>> Begin

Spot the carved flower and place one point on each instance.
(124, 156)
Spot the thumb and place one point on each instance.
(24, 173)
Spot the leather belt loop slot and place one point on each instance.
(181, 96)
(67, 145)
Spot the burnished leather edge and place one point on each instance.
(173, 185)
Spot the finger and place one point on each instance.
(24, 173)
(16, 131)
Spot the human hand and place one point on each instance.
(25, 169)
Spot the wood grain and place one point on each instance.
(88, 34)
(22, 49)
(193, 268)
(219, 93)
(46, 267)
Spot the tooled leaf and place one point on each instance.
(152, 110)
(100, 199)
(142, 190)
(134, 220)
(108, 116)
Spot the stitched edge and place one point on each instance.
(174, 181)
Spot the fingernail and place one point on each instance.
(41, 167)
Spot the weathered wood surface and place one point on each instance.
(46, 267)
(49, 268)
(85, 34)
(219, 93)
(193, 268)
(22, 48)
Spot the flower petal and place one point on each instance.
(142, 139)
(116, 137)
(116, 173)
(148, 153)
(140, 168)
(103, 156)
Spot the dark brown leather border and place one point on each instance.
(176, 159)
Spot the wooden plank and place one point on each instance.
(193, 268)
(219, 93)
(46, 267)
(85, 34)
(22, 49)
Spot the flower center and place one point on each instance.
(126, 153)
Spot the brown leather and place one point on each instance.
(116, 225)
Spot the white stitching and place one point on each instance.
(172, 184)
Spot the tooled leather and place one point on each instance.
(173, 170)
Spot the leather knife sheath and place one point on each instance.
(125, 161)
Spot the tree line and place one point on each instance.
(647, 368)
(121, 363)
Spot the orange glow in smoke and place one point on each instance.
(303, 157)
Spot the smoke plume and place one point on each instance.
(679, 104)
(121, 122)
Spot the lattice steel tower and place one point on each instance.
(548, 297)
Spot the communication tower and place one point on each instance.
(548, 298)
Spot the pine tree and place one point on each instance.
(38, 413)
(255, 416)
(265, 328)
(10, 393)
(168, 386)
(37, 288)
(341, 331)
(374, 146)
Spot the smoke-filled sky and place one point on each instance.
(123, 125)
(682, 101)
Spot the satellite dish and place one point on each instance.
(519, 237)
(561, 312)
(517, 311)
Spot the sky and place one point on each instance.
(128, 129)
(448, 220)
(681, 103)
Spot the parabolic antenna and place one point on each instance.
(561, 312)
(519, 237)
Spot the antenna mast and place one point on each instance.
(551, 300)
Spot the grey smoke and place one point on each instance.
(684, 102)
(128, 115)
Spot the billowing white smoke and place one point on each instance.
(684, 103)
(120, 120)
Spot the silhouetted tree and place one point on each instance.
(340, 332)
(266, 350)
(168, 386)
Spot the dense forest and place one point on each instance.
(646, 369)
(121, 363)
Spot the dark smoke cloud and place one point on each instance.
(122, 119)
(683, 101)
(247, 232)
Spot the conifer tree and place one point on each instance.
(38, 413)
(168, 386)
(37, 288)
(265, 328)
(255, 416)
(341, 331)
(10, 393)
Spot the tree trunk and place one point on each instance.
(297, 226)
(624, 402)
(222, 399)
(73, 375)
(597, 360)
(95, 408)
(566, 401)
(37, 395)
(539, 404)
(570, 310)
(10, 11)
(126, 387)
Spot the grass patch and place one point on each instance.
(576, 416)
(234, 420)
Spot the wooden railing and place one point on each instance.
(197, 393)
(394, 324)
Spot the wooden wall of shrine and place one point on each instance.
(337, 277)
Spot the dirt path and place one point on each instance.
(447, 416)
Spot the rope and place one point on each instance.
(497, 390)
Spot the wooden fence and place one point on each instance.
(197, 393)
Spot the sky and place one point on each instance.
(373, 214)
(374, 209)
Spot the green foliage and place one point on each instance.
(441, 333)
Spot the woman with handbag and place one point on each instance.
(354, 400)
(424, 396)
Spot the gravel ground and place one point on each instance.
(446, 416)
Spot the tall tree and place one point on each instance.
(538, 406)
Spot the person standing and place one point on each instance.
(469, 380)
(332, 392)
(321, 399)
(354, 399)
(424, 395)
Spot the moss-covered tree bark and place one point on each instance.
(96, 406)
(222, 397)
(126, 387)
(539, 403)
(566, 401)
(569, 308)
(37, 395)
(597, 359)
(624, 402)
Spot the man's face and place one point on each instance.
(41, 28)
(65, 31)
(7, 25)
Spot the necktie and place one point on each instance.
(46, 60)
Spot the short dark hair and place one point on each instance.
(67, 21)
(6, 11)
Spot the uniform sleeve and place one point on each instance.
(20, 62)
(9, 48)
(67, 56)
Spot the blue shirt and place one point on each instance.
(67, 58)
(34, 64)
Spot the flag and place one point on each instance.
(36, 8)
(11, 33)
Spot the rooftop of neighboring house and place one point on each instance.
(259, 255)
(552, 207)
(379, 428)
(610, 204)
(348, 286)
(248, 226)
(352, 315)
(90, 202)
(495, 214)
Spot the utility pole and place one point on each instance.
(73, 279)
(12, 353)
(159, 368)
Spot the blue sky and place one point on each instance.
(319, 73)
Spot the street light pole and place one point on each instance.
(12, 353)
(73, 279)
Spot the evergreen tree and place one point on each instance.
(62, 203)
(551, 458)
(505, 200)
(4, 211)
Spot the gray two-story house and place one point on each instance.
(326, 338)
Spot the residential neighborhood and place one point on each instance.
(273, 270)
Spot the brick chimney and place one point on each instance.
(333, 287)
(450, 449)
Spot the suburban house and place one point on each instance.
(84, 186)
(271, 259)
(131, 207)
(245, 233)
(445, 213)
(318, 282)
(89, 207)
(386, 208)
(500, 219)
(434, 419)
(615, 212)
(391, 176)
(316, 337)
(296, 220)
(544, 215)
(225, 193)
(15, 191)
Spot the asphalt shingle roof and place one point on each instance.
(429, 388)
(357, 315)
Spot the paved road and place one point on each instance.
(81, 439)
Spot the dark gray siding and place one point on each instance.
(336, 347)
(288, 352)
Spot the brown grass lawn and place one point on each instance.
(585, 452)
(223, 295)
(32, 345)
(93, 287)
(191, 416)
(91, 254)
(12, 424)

>> End

● Do this
Return the entries in full, keeping every line exactly as it is.

● Full output
Spot the carved flower and place one point on each instance.
(124, 156)
Spot the thumb and place one point on each instance.
(24, 173)
Spot the leather belt loop slot and place one point on each instance.
(181, 96)
(67, 145)
Spot the burnished leather edge and place one point on each instance.
(173, 185)
Spot the finger and place one point on each instance.
(24, 173)
(16, 131)
Spot the human hand and place one point on each instance.
(25, 169)
Spot the wood grain and place one point on each instance.
(88, 34)
(22, 49)
(193, 268)
(219, 93)
(46, 267)
Spot the tooled leaf and place one point on each instance.
(152, 110)
(100, 199)
(142, 190)
(134, 220)
(108, 116)
Spot the stitched edge and place one point on each instance.
(174, 181)
Spot the fingernail and place one point on each instance.
(41, 167)
Spot the weathered wood surface and place one point on each instance.
(46, 267)
(49, 268)
(85, 34)
(219, 93)
(193, 268)
(22, 48)
Spot the flower petal and place one point on each instance.
(142, 139)
(116, 137)
(116, 173)
(148, 153)
(140, 168)
(103, 156)
Spot the dark brown leather border and place one point on each instance.
(176, 159)
Spot the wooden plank and place one point on each instance.
(193, 268)
(219, 93)
(46, 267)
(85, 34)
(22, 49)
Spot the flower center and place one point on each instance.
(126, 153)
Spot the brown leather and place one point on each instance.
(116, 225)
Spot the white stitching and place one point on each instance.
(172, 184)
Spot the tooled leather and place one point on each instance.
(173, 170)
Spot the leather knife sheath and place one point on each instance.
(125, 161)
Spot the tree line and place one point on each instance.
(647, 368)
(121, 363)
Spot the orange glow in smoke and place one point on each instance.
(303, 157)
Spot the smoke plume and place one point on each instance.
(679, 104)
(121, 122)
Spot the lattice steel tower and place one point on each instance.
(548, 297)
Spot the communication tower and place one point on each instance.
(548, 298)
Spot the pine tree and place one point on each instance.
(38, 413)
(255, 416)
(265, 328)
(10, 393)
(168, 386)
(37, 288)
(341, 331)
(374, 146)
Spot the smoke-filled sky and place one point on each instance.
(123, 125)
(682, 101)
Spot the satellite dish and place one point on each instance.
(519, 237)
(561, 312)
(517, 311)
Spot the sky and place one point on each instance.
(128, 129)
(448, 220)
(681, 103)
Spot the parabolic antenna and place one point on each instance.
(561, 312)
(519, 237)
Spot the antenna mast and place one point on each instance.
(551, 300)
Spot the grey smoke and place one point on each instance.
(684, 102)
(128, 115)
Spot the billowing white smoke and place one point on each instance.
(684, 103)
(120, 120)
Spot the silhouetted tree and place one point on each instance.
(340, 332)
(266, 350)
(168, 386)
Spot the dense forest and place one point on each instance.
(646, 369)
(121, 363)
Spot the dark smoke cloud and place one point on each instance.
(122, 119)
(683, 101)
(247, 232)
Spot the conifer tree and place one point on each instance.
(38, 413)
(168, 386)
(37, 288)
(265, 328)
(255, 416)
(341, 331)
(10, 393)
Spot the tree trunk and place one point on each instance.
(297, 226)
(624, 402)
(222, 399)
(73, 375)
(597, 360)
(95, 408)
(566, 401)
(37, 395)
(539, 404)
(570, 310)
(10, 11)
(126, 387)
Spot the grass patch and place one point on each instance.
(576, 416)
(234, 420)
Spot the wooden railing and place one point on each instance.
(197, 393)
(394, 324)
Spot the wooden wall of shrine and place one point on each instance.
(337, 277)
Spot the dirt path and place one point on each instance.
(447, 416)
Spot the rope and place one point on each instance.
(497, 390)
Spot the wooden fence and place one point on each instance.
(197, 393)
Spot the sky and place one point on each instance.
(373, 214)
(374, 209)
Spot the green foliage and place one point on each instance.
(441, 333)
Spot the woman with handbag and place one point on each instance.
(354, 400)
(424, 396)
Spot the gravel ground and place one point on each instance.
(446, 416)
Spot the tall tree and place one point on each instance.
(538, 406)
Spot the person standing and place one point on each instance.
(469, 380)
(332, 392)
(321, 399)
(354, 399)
(424, 395)
Spot the moss-covered tree bark and place one point on each instance.
(96, 406)
(222, 397)
(126, 387)
(539, 403)
(566, 401)
(569, 308)
(37, 395)
(597, 359)
(624, 402)
Spot the man's face and place one point on each instance.
(41, 28)
(65, 31)
(7, 25)
Spot the necktie and place one point on each instance.
(46, 60)
Spot the short dark hair and place one point on each instance.
(67, 21)
(6, 11)
Spot the uniform sleeve and place one point on each instance.
(20, 62)
(9, 48)
(67, 56)
Spot the blue shirt and place one point on each instance.
(67, 58)
(34, 64)
Spot the flag and place one point on each instance.
(36, 8)
(11, 33)
Spot the rooftop of neighboring house and place one point on each instance.
(259, 255)
(552, 207)
(379, 428)
(610, 204)
(348, 286)
(248, 226)
(352, 315)
(90, 202)
(495, 214)
Spot the utility pole and place one point on each instance.
(73, 279)
(12, 353)
(159, 368)
Spot the blue sky and place one point on each instance.
(319, 73)
Spot the street light pole and place one point on each instance.
(12, 353)
(73, 279)
Spot the evergreen tree and place one point on each instance.
(62, 203)
(551, 458)
(505, 200)
(4, 211)
Spot the gray two-story house and place one point on each instance.
(326, 338)
Spot the residential neighborhood and place one point on each instance.
(273, 270)
Spot the brick chimney and place one point on each instance.
(333, 287)
(450, 449)
Spot the suburban house and place one point on each instance.
(84, 186)
(271, 259)
(131, 207)
(245, 233)
(445, 213)
(318, 282)
(89, 207)
(386, 208)
(500, 219)
(434, 419)
(615, 212)
(391, 176)
(316, 337)
(296, 220)
(544, 215)
(225, 193)
(15, 191)
Spot the asphalt shingle roof and place one point on each instance.
(429, 388)
(357, 315)
Spot the paved road and place one point on each instance.
(81, 439)
Spot the dark gray siding and place one point on each instance.
(336, 347)
(288, 352)
Spot the brown grass lawn and place one point on each instance.
(585, 452)
(223, 295)
(32, 345)
(93, 287)
(191, 416)
(91, 254)
(12, 424)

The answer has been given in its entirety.